## EXERCISE INSTRUCTIONS
Pull out every line of the records that contains the word "water", and copy each one unchanged.
>> Start
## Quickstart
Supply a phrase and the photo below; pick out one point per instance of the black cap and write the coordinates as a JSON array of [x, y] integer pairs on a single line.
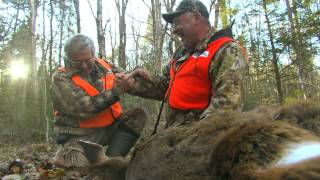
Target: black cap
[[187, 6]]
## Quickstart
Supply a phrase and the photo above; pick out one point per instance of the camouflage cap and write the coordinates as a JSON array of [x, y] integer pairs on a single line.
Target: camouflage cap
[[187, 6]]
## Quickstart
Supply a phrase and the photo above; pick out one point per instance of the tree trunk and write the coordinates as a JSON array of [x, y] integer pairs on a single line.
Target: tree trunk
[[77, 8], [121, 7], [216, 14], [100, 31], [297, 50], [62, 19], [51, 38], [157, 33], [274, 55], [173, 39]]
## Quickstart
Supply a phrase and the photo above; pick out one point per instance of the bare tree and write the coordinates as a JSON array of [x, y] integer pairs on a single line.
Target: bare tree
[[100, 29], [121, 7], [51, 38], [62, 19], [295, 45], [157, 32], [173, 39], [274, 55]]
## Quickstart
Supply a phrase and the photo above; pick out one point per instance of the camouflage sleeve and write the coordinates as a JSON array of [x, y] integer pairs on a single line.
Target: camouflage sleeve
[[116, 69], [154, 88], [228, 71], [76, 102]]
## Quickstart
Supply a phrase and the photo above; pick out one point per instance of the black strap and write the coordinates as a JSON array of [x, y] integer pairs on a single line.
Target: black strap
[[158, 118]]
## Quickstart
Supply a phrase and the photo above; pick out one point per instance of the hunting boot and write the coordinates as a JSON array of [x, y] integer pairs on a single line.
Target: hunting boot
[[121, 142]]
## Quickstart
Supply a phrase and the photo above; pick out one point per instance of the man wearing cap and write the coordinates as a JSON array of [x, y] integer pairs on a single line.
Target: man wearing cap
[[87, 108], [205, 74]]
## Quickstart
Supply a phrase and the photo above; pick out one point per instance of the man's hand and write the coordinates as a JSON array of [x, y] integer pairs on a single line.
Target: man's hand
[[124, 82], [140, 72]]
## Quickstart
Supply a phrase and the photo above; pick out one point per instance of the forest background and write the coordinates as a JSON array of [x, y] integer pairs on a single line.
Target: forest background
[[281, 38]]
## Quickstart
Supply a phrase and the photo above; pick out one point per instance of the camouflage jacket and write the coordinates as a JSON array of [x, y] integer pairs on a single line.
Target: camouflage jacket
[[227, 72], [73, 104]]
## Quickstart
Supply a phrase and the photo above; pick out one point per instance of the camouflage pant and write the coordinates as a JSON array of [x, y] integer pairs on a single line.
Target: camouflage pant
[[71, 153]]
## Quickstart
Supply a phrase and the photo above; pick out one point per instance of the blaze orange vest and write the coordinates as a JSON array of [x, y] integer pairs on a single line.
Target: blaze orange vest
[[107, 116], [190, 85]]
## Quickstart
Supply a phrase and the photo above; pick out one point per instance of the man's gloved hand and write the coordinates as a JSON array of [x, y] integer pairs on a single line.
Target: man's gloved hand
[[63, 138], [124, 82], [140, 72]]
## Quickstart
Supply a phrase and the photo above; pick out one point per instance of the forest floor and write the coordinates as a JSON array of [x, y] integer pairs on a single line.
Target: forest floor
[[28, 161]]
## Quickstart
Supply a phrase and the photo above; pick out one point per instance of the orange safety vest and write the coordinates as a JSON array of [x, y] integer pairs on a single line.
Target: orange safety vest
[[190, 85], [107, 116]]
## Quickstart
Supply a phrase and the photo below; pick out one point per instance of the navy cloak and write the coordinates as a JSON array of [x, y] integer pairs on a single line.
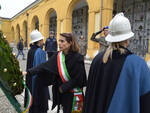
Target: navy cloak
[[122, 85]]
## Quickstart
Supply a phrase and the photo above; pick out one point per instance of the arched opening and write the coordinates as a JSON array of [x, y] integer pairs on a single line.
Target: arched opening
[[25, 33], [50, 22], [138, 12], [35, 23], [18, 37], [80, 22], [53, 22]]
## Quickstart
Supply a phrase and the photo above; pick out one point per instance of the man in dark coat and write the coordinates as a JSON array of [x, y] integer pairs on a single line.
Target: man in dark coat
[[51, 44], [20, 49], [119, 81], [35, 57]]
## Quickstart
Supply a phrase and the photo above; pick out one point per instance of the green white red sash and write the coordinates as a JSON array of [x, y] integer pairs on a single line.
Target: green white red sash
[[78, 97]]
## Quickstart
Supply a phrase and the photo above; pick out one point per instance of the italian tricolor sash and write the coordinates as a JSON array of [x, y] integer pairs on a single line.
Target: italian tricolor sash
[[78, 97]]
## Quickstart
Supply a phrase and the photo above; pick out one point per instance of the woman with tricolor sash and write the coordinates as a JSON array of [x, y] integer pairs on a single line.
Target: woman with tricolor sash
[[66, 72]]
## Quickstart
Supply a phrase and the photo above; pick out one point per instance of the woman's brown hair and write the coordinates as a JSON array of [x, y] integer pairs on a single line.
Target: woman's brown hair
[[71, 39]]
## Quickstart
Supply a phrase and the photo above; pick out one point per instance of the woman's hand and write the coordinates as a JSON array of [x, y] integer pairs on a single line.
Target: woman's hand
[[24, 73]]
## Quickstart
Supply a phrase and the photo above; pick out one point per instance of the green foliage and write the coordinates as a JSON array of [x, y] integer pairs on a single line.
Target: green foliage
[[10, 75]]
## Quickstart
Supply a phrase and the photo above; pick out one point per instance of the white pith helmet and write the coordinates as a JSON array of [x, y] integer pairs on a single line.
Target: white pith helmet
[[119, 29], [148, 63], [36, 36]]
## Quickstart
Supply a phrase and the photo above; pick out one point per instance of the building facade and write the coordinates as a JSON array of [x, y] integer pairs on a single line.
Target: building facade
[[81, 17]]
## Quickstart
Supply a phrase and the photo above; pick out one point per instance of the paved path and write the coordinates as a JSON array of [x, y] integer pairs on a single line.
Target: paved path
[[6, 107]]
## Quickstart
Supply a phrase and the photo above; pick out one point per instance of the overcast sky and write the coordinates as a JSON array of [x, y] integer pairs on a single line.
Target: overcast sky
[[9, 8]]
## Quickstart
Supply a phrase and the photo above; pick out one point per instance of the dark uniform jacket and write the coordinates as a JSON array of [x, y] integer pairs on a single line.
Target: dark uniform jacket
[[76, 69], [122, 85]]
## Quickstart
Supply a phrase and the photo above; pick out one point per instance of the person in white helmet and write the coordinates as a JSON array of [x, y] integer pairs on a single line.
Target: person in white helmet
>> End
>> Start
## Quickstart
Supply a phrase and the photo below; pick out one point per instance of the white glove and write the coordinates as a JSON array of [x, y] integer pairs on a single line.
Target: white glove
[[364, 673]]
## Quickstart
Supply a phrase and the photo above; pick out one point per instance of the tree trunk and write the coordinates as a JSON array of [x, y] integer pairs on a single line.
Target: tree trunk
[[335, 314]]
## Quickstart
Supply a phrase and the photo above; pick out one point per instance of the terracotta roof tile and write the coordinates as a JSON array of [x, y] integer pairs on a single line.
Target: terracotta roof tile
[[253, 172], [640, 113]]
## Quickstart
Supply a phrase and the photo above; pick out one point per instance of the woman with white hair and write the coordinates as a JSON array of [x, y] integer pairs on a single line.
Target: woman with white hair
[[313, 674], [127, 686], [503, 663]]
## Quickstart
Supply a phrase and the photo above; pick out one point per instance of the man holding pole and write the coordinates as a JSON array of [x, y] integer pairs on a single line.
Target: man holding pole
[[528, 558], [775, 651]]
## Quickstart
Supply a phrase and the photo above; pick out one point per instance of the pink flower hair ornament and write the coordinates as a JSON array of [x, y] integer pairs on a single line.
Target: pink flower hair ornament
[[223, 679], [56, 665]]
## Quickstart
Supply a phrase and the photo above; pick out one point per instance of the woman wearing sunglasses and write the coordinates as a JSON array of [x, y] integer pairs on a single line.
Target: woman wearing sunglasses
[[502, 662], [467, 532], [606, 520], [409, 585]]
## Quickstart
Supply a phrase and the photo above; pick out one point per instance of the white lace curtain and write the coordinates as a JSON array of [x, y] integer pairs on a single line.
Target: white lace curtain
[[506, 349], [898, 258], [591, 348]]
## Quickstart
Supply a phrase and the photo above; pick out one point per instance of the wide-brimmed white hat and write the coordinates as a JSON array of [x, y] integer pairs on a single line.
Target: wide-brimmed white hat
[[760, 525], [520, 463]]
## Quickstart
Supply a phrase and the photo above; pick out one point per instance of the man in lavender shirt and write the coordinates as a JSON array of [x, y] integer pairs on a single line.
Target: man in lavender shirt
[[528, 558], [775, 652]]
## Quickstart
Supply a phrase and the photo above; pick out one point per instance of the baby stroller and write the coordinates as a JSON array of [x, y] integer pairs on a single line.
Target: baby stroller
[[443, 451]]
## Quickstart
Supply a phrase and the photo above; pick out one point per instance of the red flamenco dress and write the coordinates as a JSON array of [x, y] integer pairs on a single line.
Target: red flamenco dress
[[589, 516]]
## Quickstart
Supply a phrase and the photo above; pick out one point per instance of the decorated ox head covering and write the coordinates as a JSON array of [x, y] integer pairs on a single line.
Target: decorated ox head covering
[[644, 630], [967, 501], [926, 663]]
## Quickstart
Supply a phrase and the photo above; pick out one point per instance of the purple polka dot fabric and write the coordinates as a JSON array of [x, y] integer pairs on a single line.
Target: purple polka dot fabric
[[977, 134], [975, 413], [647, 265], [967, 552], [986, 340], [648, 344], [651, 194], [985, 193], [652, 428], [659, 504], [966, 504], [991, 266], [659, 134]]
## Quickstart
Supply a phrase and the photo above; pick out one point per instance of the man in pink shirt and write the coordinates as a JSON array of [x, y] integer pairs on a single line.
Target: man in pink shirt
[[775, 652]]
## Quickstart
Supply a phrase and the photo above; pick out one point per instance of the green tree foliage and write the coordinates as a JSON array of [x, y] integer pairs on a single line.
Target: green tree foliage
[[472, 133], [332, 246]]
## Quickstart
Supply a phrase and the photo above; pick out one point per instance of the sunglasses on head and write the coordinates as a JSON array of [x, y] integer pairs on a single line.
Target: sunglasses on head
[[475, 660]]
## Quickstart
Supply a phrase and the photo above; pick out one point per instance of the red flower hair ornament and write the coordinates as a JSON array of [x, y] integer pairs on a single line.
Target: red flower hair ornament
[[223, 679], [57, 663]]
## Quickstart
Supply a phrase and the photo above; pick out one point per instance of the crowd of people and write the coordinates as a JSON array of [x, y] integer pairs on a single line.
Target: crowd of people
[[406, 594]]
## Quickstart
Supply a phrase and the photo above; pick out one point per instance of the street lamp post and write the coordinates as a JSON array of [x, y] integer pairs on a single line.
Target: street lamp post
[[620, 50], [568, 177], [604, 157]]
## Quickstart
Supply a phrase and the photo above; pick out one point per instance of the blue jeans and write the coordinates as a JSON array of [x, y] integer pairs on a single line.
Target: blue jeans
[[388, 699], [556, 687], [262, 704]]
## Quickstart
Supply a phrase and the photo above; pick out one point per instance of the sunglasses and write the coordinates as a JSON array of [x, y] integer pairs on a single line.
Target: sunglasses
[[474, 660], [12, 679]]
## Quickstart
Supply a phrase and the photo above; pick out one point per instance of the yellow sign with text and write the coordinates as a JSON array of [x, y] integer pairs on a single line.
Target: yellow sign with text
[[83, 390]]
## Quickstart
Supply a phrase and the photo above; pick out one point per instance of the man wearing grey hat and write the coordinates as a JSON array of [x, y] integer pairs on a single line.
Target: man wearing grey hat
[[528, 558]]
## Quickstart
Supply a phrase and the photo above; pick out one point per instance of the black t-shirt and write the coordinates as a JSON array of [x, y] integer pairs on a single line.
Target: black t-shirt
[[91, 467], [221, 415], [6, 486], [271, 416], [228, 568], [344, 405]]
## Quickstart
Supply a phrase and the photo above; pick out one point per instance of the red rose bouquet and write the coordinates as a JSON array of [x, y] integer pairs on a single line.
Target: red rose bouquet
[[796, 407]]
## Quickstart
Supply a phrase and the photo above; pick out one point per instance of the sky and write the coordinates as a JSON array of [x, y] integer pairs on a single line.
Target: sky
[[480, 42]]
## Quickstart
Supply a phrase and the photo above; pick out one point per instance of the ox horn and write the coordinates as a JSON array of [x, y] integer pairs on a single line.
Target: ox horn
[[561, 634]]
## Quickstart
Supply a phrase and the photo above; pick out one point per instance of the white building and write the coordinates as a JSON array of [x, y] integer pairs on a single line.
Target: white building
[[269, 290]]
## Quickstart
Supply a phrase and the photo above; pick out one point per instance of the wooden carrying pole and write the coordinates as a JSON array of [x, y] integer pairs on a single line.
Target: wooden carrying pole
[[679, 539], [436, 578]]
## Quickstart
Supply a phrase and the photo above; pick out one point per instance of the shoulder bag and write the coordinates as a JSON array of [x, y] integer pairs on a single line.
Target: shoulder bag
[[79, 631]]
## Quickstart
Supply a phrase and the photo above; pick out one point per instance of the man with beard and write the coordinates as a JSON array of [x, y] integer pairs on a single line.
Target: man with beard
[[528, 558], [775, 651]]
>> End
>> Start
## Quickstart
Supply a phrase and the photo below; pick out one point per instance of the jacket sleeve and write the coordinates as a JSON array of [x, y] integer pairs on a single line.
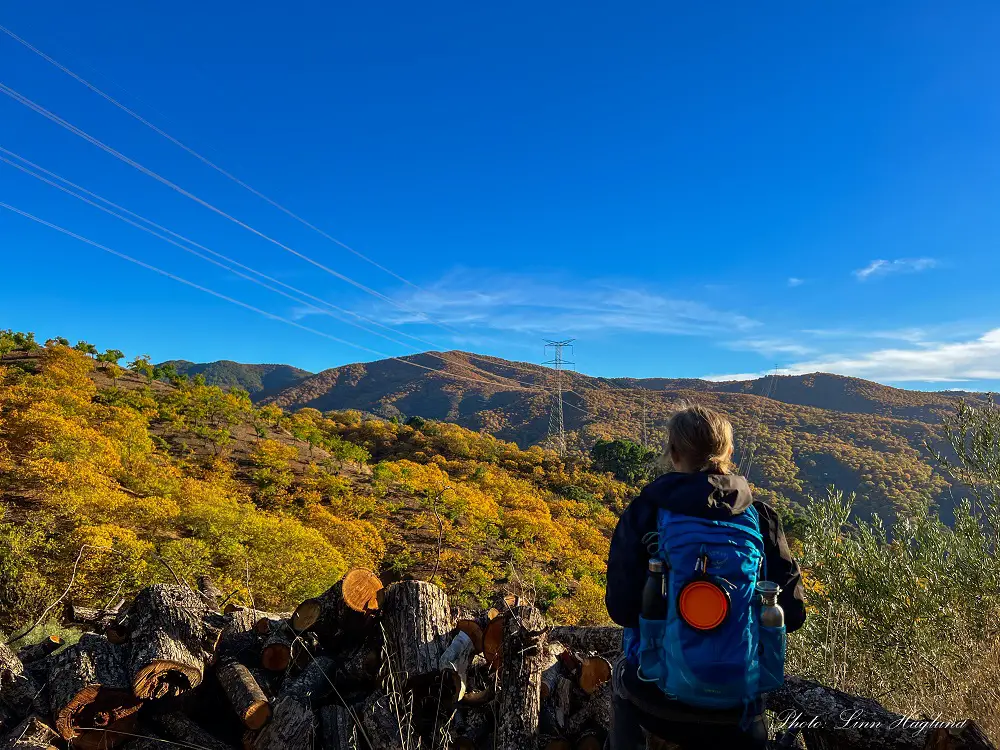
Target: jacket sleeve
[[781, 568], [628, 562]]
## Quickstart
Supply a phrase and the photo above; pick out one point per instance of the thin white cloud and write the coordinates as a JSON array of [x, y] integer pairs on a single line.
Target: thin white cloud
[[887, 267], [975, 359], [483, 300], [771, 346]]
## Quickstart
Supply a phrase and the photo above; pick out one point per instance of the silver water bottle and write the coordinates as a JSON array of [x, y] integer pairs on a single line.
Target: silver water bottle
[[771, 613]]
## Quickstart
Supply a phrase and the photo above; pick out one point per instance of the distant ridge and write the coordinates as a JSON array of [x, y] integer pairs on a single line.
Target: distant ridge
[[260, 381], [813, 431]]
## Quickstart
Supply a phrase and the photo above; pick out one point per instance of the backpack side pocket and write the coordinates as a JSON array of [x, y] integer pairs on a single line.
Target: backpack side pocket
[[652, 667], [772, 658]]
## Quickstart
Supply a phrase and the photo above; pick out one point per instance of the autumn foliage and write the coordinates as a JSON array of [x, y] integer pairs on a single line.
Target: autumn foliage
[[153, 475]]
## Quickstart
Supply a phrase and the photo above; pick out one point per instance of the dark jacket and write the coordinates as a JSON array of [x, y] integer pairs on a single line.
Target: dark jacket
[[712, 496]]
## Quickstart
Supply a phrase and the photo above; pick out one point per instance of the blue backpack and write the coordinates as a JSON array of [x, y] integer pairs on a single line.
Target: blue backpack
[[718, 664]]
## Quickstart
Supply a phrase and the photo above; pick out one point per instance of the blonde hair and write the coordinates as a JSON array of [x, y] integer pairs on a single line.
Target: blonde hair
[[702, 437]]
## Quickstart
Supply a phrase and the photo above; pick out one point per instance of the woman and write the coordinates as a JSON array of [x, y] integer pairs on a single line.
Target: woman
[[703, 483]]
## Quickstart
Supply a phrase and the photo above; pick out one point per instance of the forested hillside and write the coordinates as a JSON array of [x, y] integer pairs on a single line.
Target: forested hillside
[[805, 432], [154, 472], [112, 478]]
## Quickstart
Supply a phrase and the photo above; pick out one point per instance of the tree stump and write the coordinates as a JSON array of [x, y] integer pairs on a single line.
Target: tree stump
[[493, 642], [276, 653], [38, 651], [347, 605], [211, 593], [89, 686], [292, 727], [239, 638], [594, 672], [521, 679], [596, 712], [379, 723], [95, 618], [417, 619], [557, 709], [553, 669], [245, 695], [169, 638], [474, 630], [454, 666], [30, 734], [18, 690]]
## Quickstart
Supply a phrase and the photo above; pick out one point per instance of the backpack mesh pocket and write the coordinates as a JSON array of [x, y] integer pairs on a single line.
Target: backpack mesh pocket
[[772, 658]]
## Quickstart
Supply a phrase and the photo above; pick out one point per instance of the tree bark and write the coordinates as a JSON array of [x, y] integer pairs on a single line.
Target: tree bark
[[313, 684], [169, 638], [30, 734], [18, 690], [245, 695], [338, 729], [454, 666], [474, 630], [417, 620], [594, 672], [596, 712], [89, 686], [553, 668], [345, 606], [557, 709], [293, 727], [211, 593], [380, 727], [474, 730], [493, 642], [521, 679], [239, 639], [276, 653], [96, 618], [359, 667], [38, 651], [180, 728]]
>> End
## THE RESPONSE
Supply a phrase and the photo above; pick out one point per instance of the silver water bottle and write the coordinates as a JSON array of [x, y] integer pairs on a single line.
Target: silver water bottle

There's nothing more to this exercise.